Retype the data from its first line through the line that contains "[0,566,1456,817]", both ends included, and leave the pictures out.

DATA EXCERPTS.
# # # #

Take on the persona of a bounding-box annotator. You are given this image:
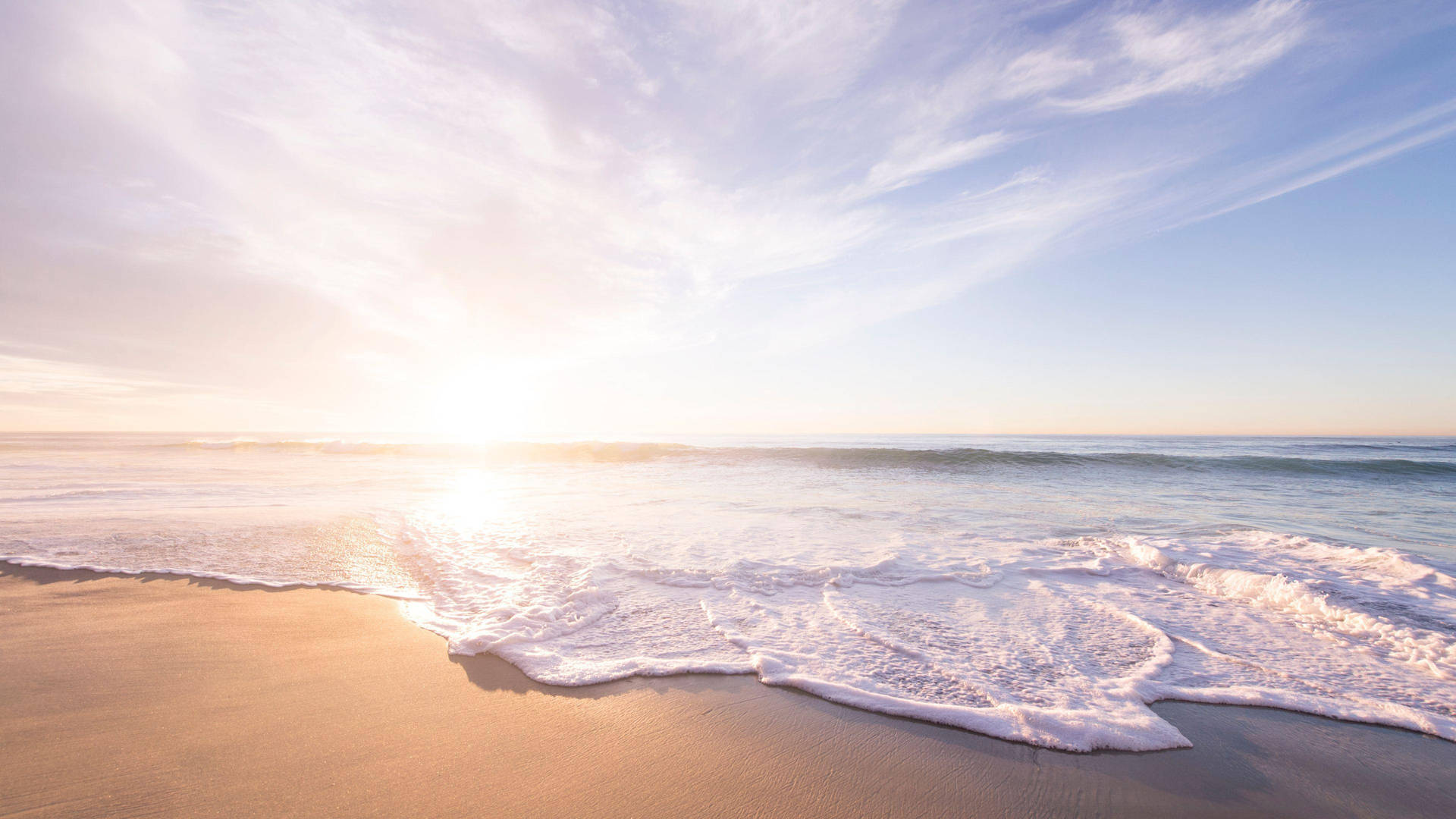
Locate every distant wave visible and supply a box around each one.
[99,438,1456,476]
[0,436,1456,478]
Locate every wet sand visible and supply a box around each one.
[8,564,1456,819]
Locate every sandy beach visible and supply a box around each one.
[0,566,1456,816]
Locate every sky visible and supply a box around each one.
[0,0,1456,438]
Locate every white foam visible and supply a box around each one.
[0,438,1456,751]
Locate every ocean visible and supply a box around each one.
[0,433,1456,751]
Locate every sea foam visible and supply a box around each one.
[0,436,1456,751]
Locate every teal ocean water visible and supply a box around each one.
[0,433,1456,751]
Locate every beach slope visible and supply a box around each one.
[0,566,1456,817]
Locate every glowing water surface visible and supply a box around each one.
[0,435,1456,751]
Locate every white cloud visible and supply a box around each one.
[0,0,1447,422]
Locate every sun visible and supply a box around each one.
[421,363,532,443]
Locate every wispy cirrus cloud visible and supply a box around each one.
[0,0,1446,422]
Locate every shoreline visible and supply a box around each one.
[0,564,1456,817]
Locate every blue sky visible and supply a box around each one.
[0,0,1456,438]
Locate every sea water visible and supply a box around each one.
[0,433,1456,751]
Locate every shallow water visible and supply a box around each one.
[0,433,1456,751]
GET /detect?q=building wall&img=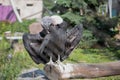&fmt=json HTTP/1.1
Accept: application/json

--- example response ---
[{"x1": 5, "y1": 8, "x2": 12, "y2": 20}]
[{"x1": 0, "y1": 0, "x2": 43, "y2": 19}]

# # # #

REPLY.
Take on the persona of a bounding-box annotator. You are given this image:
Locate every distant wave visible and supply a box around each one.
[99,438,1456,476]
[0,436,1456,478]
Locate every wet sand visible and supply a box around each one.
[8,564,1456,819]
Locate every sandy beach visible and supply a box around each one.
[0,566,1456,816]
Locate every sky visible and supply a box around each one.
[0,0,1456,438]
Locate every white foam visible and supply a box around each one.
[0,438,1456,751]
Locate every ocean visible and supply a box around each one.
[0,433,1456,751]
Locate every sea foam visible and supply a box around each one.
[0,436,1456,751]
Locate every teal ocean water visible and supply a box around each one.
[0,433,1456,751]
Locate every beach slope visible and supply a box around each one.
[0,566,1456,817]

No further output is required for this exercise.